Which lines in the data below contain the string "fish", counting only matches with the same capitalization? Report each of those lines in full.

- Provided material -
================

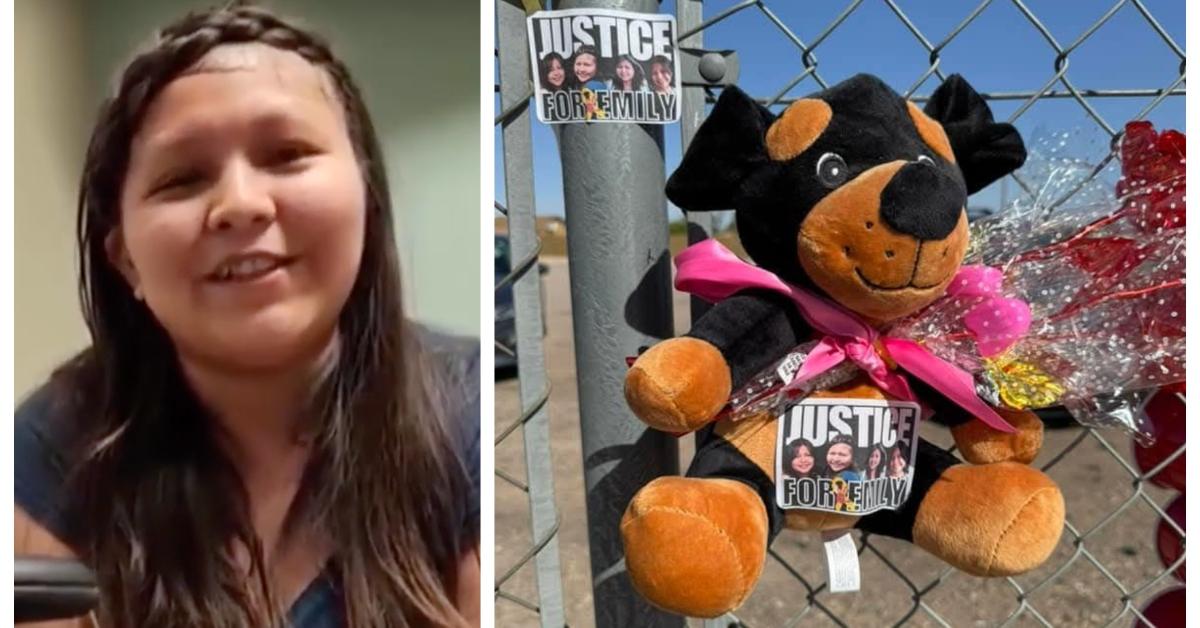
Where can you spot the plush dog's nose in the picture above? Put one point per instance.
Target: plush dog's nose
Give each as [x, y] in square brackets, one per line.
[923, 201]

================

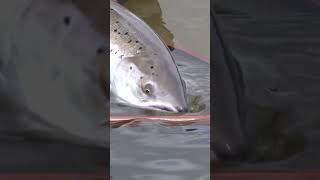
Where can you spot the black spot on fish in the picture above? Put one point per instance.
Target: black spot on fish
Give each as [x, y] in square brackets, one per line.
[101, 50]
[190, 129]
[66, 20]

================

- Correct answer -
Where can you spot the black spot on fish in the picture above? Put one point per instance.
Target: black spot on fish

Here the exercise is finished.